_Verilen Metin:_
--------------------------------------------------

Avatarı
Ihlas Haber Ajansı tarafından
26 Nisan, 2024 12:36 tarihinde yayınlandı
Okuma Süresi: 3dk
Yorum Sayısı: 0

Genç motokuryenin ölümüne sebep olan ehliyetsiz sürücüye verilen ’ev hapsi’ne motosikletlilerden tepki

Samsun’da 17 yaşındaki ehliyetsiz sürücünün çarptığı 23 yaşındaki motokurye hayatını kaybetti. Olaydan sonra ehliyetsiz sürüye verilen ev hapsi cezasına onlarca motosiklet sürücüsü tepki gösterdi.

--------------------------------------------------

_Veri Satırları:_
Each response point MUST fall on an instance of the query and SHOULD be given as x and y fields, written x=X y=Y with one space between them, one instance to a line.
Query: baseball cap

--------------------------------------------------

_Yönerge 1:_
Samsun'daki motokurye kazasıyla ilgili habere göre hayatını kaybeden motokurye kaç yaşındaydı?
_Yönerge 2:_
Samsun'daki motokurye kazasıyla ilgili haberi son cümleden sonrasını yazarak sürdürün.

_Alıştırma Sonucu 1:_
Hayatını kaybeden motokurye 23 yaşındaydı.

_Alıştırma Sonucu 2:_
Kaza, 20 Nisan Cumartesi günü gece saatlerinde Atakum ilçesi Kamalı Mahallesi’nde meydana geldi. 55 AAH 229 plakalı otomobili kullanan ehliyetsiz sürücü 17 yaşındaki M.B., kuryelik yapan Sefa Şerif Efe’nin kullandığı motosiklete, ardından da elektrik direğine çarptı. Kaza sonrası Sefa Şerif Efe kaldırıldığı Ondokuz Mayıs Üniversitesi Tıp Fakültesi Hastanesi’nde hayatını kaybetti. Kaza sonrası ehliyetsiz sürücü ev hapsine çarptırıldı. İlkadım ilçesinde bulunan Batıpark etkinlik alanında toplanan Samsun Motosikletli Kuryeler Derneği üyeleri ve diğer motosiklet sürücülerinden oluşan yaklaşık 100 kişilik grup bu duruma tepki gösterdi.

"Bu olay, motosikletli kuryelerin trafikte maruz kaldığı tehlikeleri bir kez daha gözler önüne serdi"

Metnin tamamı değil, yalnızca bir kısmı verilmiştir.